### Work order:
All of the records should be restated word for word.

### Given records:
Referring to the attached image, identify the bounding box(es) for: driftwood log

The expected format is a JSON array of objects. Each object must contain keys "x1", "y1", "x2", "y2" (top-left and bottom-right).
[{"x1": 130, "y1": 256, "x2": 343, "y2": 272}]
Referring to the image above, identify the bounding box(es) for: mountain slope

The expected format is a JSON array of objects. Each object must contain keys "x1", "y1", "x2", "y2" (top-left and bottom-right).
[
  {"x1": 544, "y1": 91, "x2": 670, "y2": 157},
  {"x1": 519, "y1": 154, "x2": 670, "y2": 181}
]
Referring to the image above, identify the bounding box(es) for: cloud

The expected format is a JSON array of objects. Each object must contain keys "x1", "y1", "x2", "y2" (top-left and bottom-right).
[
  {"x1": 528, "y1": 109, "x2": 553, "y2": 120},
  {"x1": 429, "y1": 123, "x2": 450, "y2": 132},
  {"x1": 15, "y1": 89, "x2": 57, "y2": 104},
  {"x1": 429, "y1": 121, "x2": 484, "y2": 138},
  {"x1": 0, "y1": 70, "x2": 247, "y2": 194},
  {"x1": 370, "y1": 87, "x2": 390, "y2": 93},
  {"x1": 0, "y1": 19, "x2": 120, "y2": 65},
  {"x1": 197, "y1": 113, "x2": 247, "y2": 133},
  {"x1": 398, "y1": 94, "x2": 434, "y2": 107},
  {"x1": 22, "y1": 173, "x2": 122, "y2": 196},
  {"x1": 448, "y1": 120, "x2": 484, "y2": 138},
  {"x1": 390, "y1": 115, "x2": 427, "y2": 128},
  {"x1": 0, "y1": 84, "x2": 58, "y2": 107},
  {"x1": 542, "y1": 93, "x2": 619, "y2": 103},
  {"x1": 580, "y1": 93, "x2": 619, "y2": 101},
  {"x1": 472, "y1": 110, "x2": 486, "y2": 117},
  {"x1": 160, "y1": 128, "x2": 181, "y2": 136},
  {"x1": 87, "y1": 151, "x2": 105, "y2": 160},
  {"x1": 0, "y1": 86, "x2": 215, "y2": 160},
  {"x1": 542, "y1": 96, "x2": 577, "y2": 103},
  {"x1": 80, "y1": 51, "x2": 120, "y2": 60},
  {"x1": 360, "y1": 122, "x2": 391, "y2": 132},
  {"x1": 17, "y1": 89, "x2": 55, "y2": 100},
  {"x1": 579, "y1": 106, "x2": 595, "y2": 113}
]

### Finished exercise:
Referring to the attached image, identify the bounding box(es) for: driftwood log

The expected format is a JSON array of objects. Each object must contain keys "x1", "y1", "x2", "y2" (top-left and bottom-right).
[{"x1": 130, "y1": 256, "x2": 343, "y2": 272}]
Referring to the image above, identify the bounding box(es) for: mountain slope

The expected format is a JSON array of objects. Each object must contain keys "x1", "y1", "x2", "y2" (top-left and bottom-right).
[
  {"x1": 544, "y1": 91, "x2": 670, "y2": 157},
  {"x1": 519, "y1": 154, "x2": 670, "y2": 181}
]
Referring to the image above, identify the bounding box(es) for: cloud

The expected format is a JSON array of objects. Each object must contain keys "x1", "y1", "x2", "y2" (top-left and bottom-right).
[
  {"x1": 528, "y1": 109, "x2": 553, "y2": 120},
  {"x1": 429, "y1": 123, "x2": 450, "y2": 132},
  {"x1": 15, "y1": 89, "x2": 57, "y2": 104},
  {"x1": 429, "y1": 121, "x2": 484, "y2": 138},
  {"x1": 0, "y1": 70, "x2": 247, "y2": 194},
  {"x1": 370, "y1": 87, "x2": 390, "y2": 93},
  {"x1": 0, "y1": 19, "x2": 120, "y2": 65},
  {"x1": 197, "y1": 113, "x2": 247, "y2": 133},
  {"x1": 398, "y1": 94, "x2": 434, "y2": 107},
  {"x1": 22, "y1": 173, "x2": 122, "y2": 196},
  {"x1": 448, "y1": 120, "x2": 484, "y2": 138},
  {"x1": 390, "y1": 115, "x2": 427, "y2": 128},
  {"x1": 0, "y1": 84, "x2": 58, "y2": 107},
  {"x1": 542, "y1": 93, "x2": 619, "y2": 103},
  {"x1": 580, "y1": 93, "x2": 619, "y2": 101},
  {"x1": 472, "y1": 110, "x2": 486, "y2": 117},
  {"x1": 160, "y1": 128, "x2": 181, "y2": 136},
  {"x1": 87, "y1": 151, "x2": 105, "y2": 160},
  {"x1": 0, "y1": 86, "x2": 215, "y2": 160},
  {"x1": 542, "y1": 96, "x2": 577, "y2": 103},
  {"x1": 80, "y1": 51, "x2": 120, "y2": 60},
  {"x1": 360, "y1": 122, "x2": 391, "y2": 132},
  {"x1": 17, "y1": 89, "x2": 55, "y2": 100},
  {"x1": 579, "y1": 106, "x2": 595, "y2": 113}
]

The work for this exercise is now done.